**TASK GOAL**
Retype the complete listing without any change.
====== MATERIAL SUPPLIED ======
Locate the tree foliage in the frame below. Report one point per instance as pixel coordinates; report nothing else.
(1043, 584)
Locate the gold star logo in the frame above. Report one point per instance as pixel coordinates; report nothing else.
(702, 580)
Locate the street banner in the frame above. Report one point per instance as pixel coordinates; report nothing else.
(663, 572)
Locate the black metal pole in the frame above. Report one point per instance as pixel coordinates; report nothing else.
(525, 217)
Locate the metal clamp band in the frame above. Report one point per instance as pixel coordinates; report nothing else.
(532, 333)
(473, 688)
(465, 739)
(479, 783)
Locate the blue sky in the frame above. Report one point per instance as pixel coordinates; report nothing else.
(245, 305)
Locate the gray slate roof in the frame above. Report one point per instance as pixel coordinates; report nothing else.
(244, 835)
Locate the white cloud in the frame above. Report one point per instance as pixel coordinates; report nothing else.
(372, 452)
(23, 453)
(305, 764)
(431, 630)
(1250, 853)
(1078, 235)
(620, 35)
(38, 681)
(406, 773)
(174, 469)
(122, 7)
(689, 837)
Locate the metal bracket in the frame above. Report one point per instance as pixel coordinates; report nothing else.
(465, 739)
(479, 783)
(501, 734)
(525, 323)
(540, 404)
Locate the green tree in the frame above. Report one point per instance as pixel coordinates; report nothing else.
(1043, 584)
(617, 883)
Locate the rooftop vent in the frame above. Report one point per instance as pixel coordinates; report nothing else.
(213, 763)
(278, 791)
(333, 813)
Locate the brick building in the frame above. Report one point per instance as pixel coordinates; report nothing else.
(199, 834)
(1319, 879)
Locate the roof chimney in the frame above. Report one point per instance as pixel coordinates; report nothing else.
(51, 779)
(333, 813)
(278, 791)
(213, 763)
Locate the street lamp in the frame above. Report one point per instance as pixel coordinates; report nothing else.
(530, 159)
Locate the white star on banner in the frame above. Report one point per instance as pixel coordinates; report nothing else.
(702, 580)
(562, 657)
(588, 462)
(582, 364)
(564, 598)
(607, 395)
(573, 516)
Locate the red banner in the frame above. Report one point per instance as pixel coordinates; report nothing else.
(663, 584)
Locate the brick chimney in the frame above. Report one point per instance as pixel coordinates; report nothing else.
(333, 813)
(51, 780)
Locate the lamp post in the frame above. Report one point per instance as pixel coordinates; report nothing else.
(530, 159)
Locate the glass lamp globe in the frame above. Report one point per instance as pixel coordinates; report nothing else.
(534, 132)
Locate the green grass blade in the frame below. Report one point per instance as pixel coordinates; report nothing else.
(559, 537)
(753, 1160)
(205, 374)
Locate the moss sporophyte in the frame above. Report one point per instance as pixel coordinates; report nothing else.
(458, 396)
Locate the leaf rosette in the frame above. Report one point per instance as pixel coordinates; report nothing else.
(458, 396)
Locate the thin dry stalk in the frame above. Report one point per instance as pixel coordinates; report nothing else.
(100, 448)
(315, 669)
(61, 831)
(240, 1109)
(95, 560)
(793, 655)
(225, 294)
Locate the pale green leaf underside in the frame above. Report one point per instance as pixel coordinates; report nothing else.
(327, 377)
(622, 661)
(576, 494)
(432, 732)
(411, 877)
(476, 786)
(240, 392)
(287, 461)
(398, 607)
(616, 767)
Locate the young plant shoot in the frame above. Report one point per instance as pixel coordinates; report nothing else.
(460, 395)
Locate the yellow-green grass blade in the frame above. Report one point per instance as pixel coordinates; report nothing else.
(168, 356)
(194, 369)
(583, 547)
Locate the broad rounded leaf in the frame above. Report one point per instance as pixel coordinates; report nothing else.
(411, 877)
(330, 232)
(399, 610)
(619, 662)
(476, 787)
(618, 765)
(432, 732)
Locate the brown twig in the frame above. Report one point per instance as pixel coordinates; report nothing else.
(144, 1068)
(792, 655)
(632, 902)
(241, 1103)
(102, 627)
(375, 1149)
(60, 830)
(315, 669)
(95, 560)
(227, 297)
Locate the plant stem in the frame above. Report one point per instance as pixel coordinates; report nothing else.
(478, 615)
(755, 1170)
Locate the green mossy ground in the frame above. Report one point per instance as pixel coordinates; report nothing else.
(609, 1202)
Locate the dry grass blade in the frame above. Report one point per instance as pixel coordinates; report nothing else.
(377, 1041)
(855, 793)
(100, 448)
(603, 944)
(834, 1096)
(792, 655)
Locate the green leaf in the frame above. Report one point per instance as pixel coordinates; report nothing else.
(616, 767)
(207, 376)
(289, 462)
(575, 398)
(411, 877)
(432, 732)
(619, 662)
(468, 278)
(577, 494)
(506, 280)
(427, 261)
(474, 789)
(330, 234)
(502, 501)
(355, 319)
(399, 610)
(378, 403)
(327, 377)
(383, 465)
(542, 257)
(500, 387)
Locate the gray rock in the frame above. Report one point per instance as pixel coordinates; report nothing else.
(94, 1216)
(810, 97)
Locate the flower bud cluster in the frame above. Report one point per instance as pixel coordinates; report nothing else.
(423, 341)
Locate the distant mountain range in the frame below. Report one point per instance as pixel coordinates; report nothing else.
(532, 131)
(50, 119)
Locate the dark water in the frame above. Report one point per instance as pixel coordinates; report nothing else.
======
**RESPONSE TO THE EXERCISE**
Locate the tree foliage in the frame below. Report one point per instance as pixel coordinates; report nothing else.
(1043, 584)
Locate the gold star logo in the frame above. Report one point per instance as pixel coordinates; report nothing else.
(702, 580)
Locate the street banner in the frame above. Report one point per instance as pixel coordinates; report nothing else.
(663, 572)
Locate the black metal pole in the frame above. Report one point per instance as pixel coordinates; report nothing else.
(525, 217)
Locate the metal clamp band in the frame above. Report one point per instance as pixel coordinates; report nothing else.
(532, 333)
(473, 688)
(465, 739)
(479, 783)
Locate the blue sky in the frame above. Report one point per instance as pixel coordinates; report nothing else.
(245, 305)
Locate the gray slate roof in the frame above. Report one point per instance as pixel coordinates; report nothing else.
(244, 835)
Locate the white cloud in the frame above. Report one point per instance as pixel coordinates; report nothing else.
(372, 452)
(23, 453)
(305, 764)
(431, 630)
(1250, 853)
(1078, 235)
(620, 35)
(38, 681)
(406, 773)
(174, 469)
(122, 7)
(689, 837)
Locate the metal bracket in the frame above. Report one point per instance as pixel coordinates; report nothing else.
(465, 739)
(479, 783)
(501, 734)
(525, 323)
(540, 404)
Locate the green tree in the frame above. Report one point per instance as pixel coordinates; report nothing else.
(1043, 584)
(617, 883)
Locate the rooftop vent in the frame above. Report one point per instance as pixel coordinates; report nothing else.
(213, 763)
(278, 791)
(333, 813)
Locate the brick building in the frame above. Report one point per instance as pixel coordinates; report nothing else.
(199, 834)
(1319, 879)
Locate the roof chimney in the frame above. Report one point per instance as pixel coordinates; report nothing else.
(51, 779)
(333, 813)
(278, 791)
(213, 763)
Locate the street lamp in the frame above. Report one point per instance as pixel coordinates; report nothing else.
(530, 159)
Locate the white star on banner in the frame above. Report one point per instance as pixel coordinates; report nothing else.
(702, 580)
(562, 657)
(588, 462)
(582, 364)
(564, 598)
(607, 395)
(573, 516)
Locate the red banner in the frame above. Report one point per instance as pixel coordinates; report nothing else.
(663, 584)
Locate the brick chimney in the frame above. Report one point per instance as pixel coordinates; report nothing else.
(333, 813)
(51, 780)
Locate the lamp post in the frame above. Report one point per instance as pixel coordinates; report nothing else.
(530, 159)
Locate the glass lamp globe in the frame above. Report one point per instance as pixel coordinates; report nothing else.
(534, 132)
Locate the green grass blade in the frame below. Report one point per instance as pixel coordinates; report nothing else.
(559, 537)
(753, 1160)
(205, 374)
Locate the moss sporophyte in the frame above. Report one point per instance as pixel coordinates; report nothing else.
(458, 396)
Locate the leaf rosette in the frame above. Report one point per instance as pixel coordinates; report nothing else.
(458, 396)
Locate the thin dry stalk in the frame above. Report one point per instance as pixel coordinates; report nothing else.
(100, 448)
(315, 669)
(61, 831)
(240, 1109)
(95, 560)
(793, 655)
(225, 294)
Locate the pale green leaf underside in the frame above. Report one point per instance as pixel coordinates; report nothing else.
(327, 377)
(622, 661)
(576, 494)
(432, 732)
(411, 877)
(476, 786)
(240, 392)
(287, 461)
(398, 607)
(616, 767)
Locate the young plant shoot in the frame above. Report one point per instance as pixel coordinates; report nothing else.
(460, 395)
Locate the yellow-green grass blade in the frame above. Report one point per instance as pixel coordinates; report nothing else.
(168, 356)
(194, 369)
(583, 547)
Locate the broad rounded leaf in the frame above. Report one point per instance as pixel coordinates; report nothing else.
(411, 877)
(330, 232)
(399, 610)
(619, 662)
(476, 787)
(618, 765)
(432, 732)
Locate the brown twig in the frame above. Report one point per instance as pixel coordinates; report nothing else.
(144, 1068)
(792, 655)
(632, 902)
(241, 1103)
(102, 627)
(375, 1149)
(60, 830)
(315, 669)
(95, 560)
(227, 297)
Locate the plant stem in the frame above. Report one point per instance as pixel coordinates; report nothing else.
(478, 615)
(755, 1170)
Locate the green mossy ground in the frame above. Report one point per instance as pixel coordinates; report nothing else.
(609, 1202)
Locate the dry grass blade in the frame above. Report one point per instance as pixel coordinates; report nothing else.
(377, 1041)
(855, 793)
(100, 448)
(603, 944)
(834, 1096)
(792, 655)
Locate the green leaf in the frame above. Report one point per instance as pixel coordinates; report nothing else.
(616, 767)
(207, 376)
(289, 462)
(575, 398)
(411, 877)
(432, 732)
(619, 662)
(468, 278)
(577, 494)
(506, 280)
(427, 261)
(474, 789)
(330, 234)
(502, 501)
(355, 319)
(399, 610)
(378, 403)
(327, 377)
(383, 465)
(542, 257)
(500, 387)
Locate the gray rock in the frame above. Report one point per instance as pixel coordinates; report nothing else.
(94, 1216)
(810, 97)
Locate the flower bud cluster in the frame above. Report one point per instance as pixel coordinates; report nothing else.
(423, 341)
Locate the distant mountain range in the frame below. Report one point per instance as pixel coordinates; report nothing else.
(532, 131)
(50, 119)
Locate the dark water in the frame above. Report one point per instance as pixel coordinates; report nothing else.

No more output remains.